[Stored data entries]

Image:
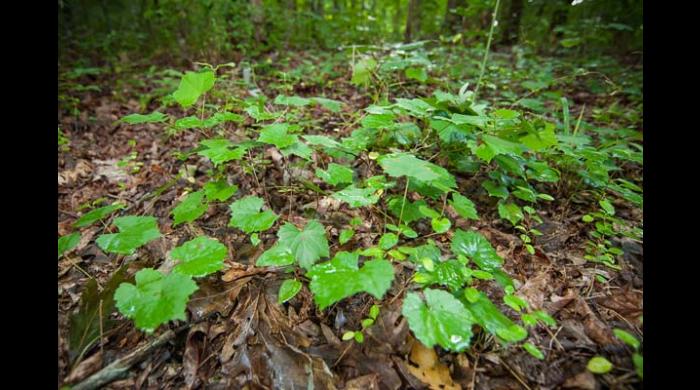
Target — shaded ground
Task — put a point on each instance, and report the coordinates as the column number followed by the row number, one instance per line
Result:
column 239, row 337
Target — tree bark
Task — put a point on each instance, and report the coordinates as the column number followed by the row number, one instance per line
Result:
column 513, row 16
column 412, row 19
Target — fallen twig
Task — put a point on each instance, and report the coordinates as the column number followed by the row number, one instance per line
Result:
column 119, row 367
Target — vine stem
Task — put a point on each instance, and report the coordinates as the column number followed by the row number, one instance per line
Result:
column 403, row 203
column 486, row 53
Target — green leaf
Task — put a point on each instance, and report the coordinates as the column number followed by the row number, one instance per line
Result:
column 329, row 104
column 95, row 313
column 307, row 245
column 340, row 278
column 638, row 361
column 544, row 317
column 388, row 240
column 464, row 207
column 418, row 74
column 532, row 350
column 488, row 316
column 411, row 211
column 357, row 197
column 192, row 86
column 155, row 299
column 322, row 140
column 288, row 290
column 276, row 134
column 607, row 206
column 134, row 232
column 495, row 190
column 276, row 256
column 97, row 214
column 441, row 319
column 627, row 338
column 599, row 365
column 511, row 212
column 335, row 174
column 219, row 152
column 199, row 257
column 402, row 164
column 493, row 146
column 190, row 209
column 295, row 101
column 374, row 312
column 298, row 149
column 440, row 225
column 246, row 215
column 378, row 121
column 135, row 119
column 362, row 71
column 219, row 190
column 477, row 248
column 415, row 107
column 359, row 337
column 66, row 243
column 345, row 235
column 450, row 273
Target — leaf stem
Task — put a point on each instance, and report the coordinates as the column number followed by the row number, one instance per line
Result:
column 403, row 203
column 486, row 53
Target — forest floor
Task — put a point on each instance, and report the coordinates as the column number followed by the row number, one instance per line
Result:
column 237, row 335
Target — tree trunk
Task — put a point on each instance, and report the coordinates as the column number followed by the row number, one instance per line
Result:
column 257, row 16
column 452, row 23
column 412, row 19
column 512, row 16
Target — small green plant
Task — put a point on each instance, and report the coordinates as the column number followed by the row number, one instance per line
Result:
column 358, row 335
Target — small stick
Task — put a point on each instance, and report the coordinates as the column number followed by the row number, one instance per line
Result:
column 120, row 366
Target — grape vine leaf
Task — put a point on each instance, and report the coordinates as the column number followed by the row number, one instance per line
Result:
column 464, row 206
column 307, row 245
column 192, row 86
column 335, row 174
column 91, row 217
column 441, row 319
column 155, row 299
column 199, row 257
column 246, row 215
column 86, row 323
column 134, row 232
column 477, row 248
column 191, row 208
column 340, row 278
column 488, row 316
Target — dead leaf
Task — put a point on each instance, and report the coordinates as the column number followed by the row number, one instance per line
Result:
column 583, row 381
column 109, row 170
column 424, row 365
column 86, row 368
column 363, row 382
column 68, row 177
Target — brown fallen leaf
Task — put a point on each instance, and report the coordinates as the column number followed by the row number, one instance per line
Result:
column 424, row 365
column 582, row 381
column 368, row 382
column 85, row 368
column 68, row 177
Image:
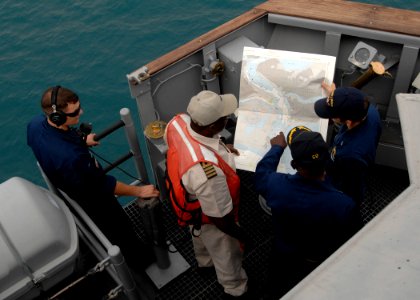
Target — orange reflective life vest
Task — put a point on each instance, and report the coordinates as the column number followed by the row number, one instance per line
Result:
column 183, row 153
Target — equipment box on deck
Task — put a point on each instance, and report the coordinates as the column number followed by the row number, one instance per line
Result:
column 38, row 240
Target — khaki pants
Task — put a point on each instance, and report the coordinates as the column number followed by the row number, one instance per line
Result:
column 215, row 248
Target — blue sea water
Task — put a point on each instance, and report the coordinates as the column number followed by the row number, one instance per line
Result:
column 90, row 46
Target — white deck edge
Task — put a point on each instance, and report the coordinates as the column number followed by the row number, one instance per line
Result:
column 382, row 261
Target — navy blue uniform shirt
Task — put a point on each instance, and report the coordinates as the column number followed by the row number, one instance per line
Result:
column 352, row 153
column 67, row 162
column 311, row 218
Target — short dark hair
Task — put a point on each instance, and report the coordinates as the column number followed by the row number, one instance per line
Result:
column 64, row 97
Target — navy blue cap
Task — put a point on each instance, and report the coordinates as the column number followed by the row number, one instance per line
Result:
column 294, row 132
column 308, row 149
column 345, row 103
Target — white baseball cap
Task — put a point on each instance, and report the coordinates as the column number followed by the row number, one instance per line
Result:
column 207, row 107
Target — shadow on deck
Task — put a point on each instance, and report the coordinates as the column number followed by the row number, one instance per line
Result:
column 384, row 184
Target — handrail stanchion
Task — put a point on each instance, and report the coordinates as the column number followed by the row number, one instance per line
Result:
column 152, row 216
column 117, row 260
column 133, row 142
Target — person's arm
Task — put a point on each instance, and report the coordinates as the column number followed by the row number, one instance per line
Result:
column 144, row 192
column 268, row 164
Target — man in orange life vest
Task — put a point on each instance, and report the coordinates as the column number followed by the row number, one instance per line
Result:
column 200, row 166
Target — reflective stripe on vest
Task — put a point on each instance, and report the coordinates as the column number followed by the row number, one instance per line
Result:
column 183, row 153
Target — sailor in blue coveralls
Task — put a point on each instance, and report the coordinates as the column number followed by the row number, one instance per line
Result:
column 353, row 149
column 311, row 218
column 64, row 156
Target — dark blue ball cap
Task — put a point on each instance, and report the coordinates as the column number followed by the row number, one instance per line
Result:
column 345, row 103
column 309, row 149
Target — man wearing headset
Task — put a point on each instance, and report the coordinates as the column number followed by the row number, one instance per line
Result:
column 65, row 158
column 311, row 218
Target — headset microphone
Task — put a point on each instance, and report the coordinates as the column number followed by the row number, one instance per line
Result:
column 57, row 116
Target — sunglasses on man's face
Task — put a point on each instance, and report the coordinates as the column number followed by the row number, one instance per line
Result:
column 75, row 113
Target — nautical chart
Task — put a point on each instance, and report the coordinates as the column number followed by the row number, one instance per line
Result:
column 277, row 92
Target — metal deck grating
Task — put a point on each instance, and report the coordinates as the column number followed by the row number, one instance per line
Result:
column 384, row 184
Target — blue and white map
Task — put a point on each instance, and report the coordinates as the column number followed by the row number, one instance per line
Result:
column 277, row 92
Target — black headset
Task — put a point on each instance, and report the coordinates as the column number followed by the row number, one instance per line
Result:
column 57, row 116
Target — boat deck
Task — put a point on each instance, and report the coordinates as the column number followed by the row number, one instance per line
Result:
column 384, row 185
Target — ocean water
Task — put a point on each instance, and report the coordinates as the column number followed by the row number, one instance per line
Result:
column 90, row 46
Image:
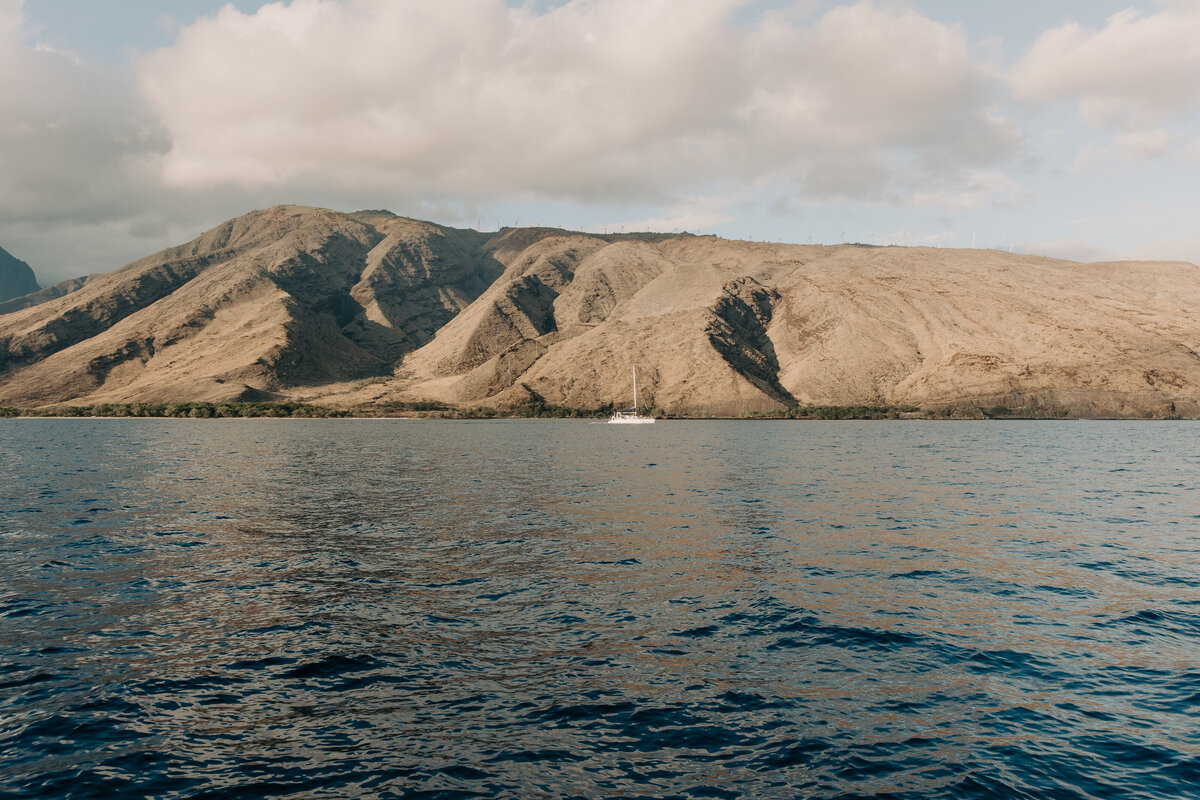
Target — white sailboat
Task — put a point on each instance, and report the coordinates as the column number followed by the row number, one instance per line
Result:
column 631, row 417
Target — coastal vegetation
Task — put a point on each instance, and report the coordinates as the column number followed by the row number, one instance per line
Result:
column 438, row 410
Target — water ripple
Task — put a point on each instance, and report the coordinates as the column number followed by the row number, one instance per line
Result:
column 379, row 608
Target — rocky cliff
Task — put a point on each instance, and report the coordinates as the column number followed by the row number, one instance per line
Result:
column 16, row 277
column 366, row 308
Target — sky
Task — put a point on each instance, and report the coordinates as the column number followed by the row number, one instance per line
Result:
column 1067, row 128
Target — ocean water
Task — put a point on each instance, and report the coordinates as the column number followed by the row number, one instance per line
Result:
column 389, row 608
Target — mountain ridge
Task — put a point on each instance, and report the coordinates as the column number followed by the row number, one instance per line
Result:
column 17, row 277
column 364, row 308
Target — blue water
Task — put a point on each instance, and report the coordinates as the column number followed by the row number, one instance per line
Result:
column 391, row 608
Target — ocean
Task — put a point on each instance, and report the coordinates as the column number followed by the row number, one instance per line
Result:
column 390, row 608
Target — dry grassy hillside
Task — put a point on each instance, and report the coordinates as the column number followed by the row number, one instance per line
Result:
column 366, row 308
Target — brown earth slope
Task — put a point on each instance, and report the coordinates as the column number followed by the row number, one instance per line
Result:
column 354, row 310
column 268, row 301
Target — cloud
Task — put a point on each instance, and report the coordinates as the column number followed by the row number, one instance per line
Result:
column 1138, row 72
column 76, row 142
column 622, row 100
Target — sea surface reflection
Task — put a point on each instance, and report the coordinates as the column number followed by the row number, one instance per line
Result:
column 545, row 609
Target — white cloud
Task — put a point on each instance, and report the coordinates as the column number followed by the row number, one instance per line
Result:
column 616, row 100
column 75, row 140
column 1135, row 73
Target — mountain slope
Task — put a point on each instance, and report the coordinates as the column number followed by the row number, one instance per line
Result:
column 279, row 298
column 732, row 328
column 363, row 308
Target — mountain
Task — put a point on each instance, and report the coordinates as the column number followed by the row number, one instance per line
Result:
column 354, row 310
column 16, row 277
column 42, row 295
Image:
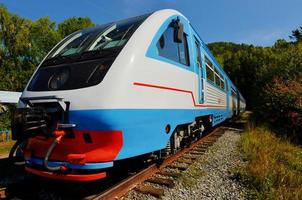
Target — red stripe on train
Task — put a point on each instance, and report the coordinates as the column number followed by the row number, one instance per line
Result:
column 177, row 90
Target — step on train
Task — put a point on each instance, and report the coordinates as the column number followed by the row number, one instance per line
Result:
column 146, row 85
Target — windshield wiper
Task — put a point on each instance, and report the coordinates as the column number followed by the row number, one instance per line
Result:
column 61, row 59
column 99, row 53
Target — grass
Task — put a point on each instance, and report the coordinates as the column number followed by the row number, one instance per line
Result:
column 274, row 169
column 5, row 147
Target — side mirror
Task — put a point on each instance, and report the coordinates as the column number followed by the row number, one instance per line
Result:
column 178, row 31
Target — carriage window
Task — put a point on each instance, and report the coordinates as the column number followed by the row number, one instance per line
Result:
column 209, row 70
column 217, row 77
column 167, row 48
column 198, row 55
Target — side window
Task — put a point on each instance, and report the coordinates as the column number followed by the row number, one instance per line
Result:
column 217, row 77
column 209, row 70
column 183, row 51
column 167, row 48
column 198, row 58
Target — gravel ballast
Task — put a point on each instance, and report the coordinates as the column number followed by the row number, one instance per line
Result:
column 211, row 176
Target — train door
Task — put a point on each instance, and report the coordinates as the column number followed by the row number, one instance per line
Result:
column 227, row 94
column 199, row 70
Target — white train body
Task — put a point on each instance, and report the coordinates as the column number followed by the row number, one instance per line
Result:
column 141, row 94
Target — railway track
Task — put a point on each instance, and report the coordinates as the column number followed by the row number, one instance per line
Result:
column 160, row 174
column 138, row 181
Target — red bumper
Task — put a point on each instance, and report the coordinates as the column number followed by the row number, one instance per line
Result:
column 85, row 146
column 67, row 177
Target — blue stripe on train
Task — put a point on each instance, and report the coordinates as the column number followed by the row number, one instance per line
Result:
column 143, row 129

§ TASK TO CARRY OUT:
Which lines above run from the one containing "Target — carriage window" to the one containing "Target — side window"? Give them again exactly, both ends included.

§ WRITTEN SOLUTION:
Target — carriage window
Task — put a point on each instance, and report the coordinates as the column number followed by the row number, one instance per line
Result:
column 209, row 70
column 217, row 77
column 167, row 48
column 198, row 55
Target — side window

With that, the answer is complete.